<<<<

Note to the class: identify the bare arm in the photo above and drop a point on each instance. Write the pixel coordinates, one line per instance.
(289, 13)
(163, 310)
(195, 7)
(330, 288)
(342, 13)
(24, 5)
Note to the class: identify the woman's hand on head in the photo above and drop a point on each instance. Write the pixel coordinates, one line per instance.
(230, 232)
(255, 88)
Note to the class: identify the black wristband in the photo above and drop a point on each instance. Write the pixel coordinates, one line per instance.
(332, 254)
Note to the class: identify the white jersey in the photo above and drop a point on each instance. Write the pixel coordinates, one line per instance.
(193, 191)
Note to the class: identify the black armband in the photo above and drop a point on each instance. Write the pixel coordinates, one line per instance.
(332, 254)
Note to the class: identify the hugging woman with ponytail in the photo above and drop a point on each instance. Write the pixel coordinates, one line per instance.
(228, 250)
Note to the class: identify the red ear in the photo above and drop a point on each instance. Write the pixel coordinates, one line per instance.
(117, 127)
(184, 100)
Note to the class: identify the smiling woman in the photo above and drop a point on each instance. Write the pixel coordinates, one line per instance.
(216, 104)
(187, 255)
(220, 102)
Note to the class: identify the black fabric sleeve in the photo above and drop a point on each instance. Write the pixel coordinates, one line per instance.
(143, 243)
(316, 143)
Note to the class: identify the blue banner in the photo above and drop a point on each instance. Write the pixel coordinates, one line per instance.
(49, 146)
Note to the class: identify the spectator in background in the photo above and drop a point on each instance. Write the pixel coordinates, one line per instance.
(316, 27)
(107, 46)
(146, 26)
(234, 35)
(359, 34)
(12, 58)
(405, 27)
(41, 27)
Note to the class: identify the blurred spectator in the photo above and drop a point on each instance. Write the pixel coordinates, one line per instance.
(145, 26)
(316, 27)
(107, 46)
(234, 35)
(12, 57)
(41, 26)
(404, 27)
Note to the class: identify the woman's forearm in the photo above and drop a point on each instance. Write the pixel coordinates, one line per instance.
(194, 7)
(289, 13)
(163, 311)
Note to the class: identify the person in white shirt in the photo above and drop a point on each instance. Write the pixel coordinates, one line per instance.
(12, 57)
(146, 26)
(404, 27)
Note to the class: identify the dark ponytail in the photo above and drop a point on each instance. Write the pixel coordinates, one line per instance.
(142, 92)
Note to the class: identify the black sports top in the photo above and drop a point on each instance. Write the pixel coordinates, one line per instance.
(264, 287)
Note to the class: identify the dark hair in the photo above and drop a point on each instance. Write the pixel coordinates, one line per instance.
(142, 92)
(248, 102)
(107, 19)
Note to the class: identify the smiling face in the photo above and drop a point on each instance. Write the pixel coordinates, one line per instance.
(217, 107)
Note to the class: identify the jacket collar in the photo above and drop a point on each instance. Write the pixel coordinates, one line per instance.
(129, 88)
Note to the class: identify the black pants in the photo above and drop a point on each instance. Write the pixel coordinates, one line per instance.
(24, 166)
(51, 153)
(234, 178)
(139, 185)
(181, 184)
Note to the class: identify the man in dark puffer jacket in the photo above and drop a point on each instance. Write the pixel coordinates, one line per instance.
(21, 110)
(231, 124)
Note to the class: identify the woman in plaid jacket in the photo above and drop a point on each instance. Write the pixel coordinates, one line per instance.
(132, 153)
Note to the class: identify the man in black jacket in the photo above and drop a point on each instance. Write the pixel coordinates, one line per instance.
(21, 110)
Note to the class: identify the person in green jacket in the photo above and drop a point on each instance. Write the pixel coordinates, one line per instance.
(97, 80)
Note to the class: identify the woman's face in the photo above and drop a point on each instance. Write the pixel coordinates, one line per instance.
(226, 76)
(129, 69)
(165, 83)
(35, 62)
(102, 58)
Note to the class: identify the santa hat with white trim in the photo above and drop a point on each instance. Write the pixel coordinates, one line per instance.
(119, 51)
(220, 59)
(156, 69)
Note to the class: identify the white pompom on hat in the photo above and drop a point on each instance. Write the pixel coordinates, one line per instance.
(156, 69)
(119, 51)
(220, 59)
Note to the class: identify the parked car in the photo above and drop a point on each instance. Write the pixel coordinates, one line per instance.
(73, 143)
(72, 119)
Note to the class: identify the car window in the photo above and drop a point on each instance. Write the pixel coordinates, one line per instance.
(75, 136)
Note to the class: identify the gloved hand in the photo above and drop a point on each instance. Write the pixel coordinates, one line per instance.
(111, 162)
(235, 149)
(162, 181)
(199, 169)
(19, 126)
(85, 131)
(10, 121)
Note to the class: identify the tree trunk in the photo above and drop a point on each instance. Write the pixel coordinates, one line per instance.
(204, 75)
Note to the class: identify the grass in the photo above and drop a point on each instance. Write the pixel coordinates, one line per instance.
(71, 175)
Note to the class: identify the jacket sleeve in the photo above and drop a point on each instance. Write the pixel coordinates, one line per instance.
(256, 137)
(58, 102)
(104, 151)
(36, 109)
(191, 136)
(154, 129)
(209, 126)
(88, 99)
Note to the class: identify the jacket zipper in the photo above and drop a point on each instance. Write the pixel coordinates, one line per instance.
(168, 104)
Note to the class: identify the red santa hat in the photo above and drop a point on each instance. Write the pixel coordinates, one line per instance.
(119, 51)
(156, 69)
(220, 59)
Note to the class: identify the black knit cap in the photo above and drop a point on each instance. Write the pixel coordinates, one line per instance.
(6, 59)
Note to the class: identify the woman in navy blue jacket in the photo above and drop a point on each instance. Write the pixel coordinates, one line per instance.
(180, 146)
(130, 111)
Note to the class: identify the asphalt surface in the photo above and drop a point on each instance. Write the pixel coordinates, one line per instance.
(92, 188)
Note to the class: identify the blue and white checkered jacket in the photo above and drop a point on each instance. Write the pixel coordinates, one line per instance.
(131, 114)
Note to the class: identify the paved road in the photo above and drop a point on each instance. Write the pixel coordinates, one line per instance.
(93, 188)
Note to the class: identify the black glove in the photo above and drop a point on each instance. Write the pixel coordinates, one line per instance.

>>>>

With nothing left out, copy every record exactly.

Note to the class: identify the bare arm in the photo above and drop a point on each instance. Write the pixel coordinates, one line per instance.
(289, 13)
(163, 310)
(195, 7)
(330, 288)
(342, 13)
(24, 5)
Note to the class: identify the woman's hand on head in the photo above and drop a point on each instance. Write the pixel coordinates, one line per instance.
(230, 232)
(255, 88)
Note to the class: identify the black wristband in the photo above and drop a point on each instance. Write the pixel coordinates, one line per instance.
(332, 254)
Note to the class: identify the white jersey in the photo above and drop a point on each instance. Write the pixel coordinates, one line per instance.
(193, 191)
Note to the class: identify the black armband in the photo above and drop a point on each instance. Write the pixel coordinates, one line per instance.
(332, 254)
Note to the class: identify the hugging woman with ponytail in the photo above and drop a point on each instance. Write the pixel coordinates, one line per instance.
(228, 250)
Note to the class: identify the red ear in the photo above and drop a point on each instance. Write the pixel coordinates, one line per instance.
(117, 127)
(184, 100)
Note to the class: identify the smiling woman in the photo above and drop a point on each instance. Write the pixel coordinates, one line per instance.
(216, 104)
(187, 255)
(220, 102)
Note to the class: identify the black fabric sleeve in the photo above and drop a point on each instance. Write the pixel coordinates, one line per instance.
(143, 243)
(316, 143)
Note to the class: identify the blue banner in the photo above and drop a point on each instance. Write the pixel coordinates, one line per instance.
(49, 146)
Note to the class: identify the spectator in background in the photo above and drop a point on each instance. Write the pixel coordinates, one line per instance.
(316, 27)
(107, 46)
(146, 26)
(234, 35)
(359, 34)
(12, 58)
(405, 27)
(41, 27)
Note to the class: identify the blurred spectator in the photo above and drop a point on each instance. Write the pixel coordinates, one line per instance.
(145, 26)
(316, 27)
(107, 46)
(234, 35)
(12, 57)
(41, 26)
(404, 27)
Note to the class: identify the woman's forearm in the photo above and drop a point on each instance. Write the pixel coordinates, one line per instance.
(194, 7)
(289, 13)
(163, 311)
Note to the class: identify the person in white shirt in the photo above and drop a point on each instance. Write the pixel coordinates, one line per instance.
(12, 57)
(146, 26)
(404, 27)
Note to the class: identify the dark ponytail in the photo above and drop a point on each instance. Write the pixel coordinates, one line per instance.
(142, 92)
Note to the class: identify the black sports top in the photo above and drop a point on each instance. Write the pixel coordinates, one line per instance.
(264, 287)
Note to the class: identify the dark hair in the photo above and drop a point on each instance. Write the pixel coordinates, one line per instance.
(142, 92)
(248, 102)
(107, 19)
Note to the class: identify the smiling face in the photo above and drop a point on each instance. Write the pixel coordinates, one line per instance.
(217, 107)
Note to the class: identify the jacket collar in the photo above and drop a point on each instance. Write the pixel coordinates, one line per instance.
(129, 88)
Note to the class: identify the black pants in the photo above and drop a point on each instance. Write the pixel coordinates, one line per instance.
(24, 166)
(51, 153)
(234, 178)
(139, 185)
(181, 184)
Note to the class: identify the man in dark puffer jacket in the photo above and drop a point on each instance. Write the pixel coordinates, one line per instance.
(21, 110)
(231, 124)
Note to the class: identify the woman in plaid jacket in the photo above and drop a point on each instance. Write the pixel coordinates, one line per instance.
(132, 153)
Note to the class: identify the man in black jacket in the photo above and drop a point on each instance. Write the pixel coordinates, one line per instance.
(21, 110)
Note to the class: identify the person in green jacket in the photo above and drop a point on each instance. Write the pixel coordinates, one line per instance.
(97, 80)
Note to the class: identify the woman's face in the photo above and drop a point on each instance. Write the pixel coordinates, one line per instance.
(226, 76)
(129, 69)
(165, 83)
(35, 62)
(102, 58)
Note to the class: identify the santa hat with white trim in the photo above and drop a point on each instance. Write the pixel coordinates, one line per instance.
(119, 51)
(220, 59)
(156, 69)
Note to the class: identify the white pompom on hat in the photo above and drop a point on each instance. Write the pixel coordinates, one line per instance.
(156, 69)
(119, 51)
(220, 59)
Note to the class: identify the parked car in the photo above and drop a point on each instance. Write the pixel coordinates, one line per instance.
(73, 143)
(72, 119)
Note to the class: identify the car window in the photo above and drop a point on each instance. Write the pixel coordinates, one line per instance.
(75, 136)
Note to the class: identify the gloved hand in the photo above and drop a point on each instance. Write the pixel coordinates, one line per instance.
(111, 162)
(235, 149)
(162, 181)
(199, 169)
(19, 126)
(85, 131)
(10, 121)
Note to the class: identify the tree trunk in the photo above and drop a point on each instance. Write the pixel coordinates, one line per instance.
(204, 75)
Note to the class: identify the grass in the photo above and drop a point on each instance. Write the pixel coordinates, one line per instance.
(71, 175)
Note to the class: identify the jacket sleeve in the photo above and drop a point on each instance. Write the pixel coordinates, one line per instance.
(256, 137)
(58, 102)
(104, 151)
(36, 109)
(191, 136)
(154, 129)
(209, 126)
(88, 99)
Note to the class: identify the jacket zipper in the photo above and drop a point on each instance. Write the pixel coordinates, one line per instance.
(168, 104)
Note to the class: identify the red santa hat in the photo above and drop a point on each instance. Write the pixel coordinates, one line per instance.
(119, 51)
(156, 69)
(220, 59)
Note to the class: identify the black knit cap in the photo above and drop a point on each instance. Write the pixel coordinates, one line per instance.
(6, 59)
Note to the class: identify the woman in navy blue jacket in the photo above and drop a point on each instance. Write the pixel coordinates, one line per instance.
(180, 146)
(130, 111)
Note to the class: identify the asphalt surface in the photo above and drop a point on each instance. Write the pixel coordinates, one line per instance.
(92, 188)
Note to the class: identify the blue and white checkered jacket in the photo above and drop a point on each instance. Write the pixel coordinates, one line per instance.
(131, 114)
Note to the class: identify the paved road in the photo above and drop a point on each instance. Write the pixel coordinates, one line per instance.
(93, 188)
Note to the class: identify the black glove in the photo above and drop a point on each instance. Write the pixel coordinates, one line per instance.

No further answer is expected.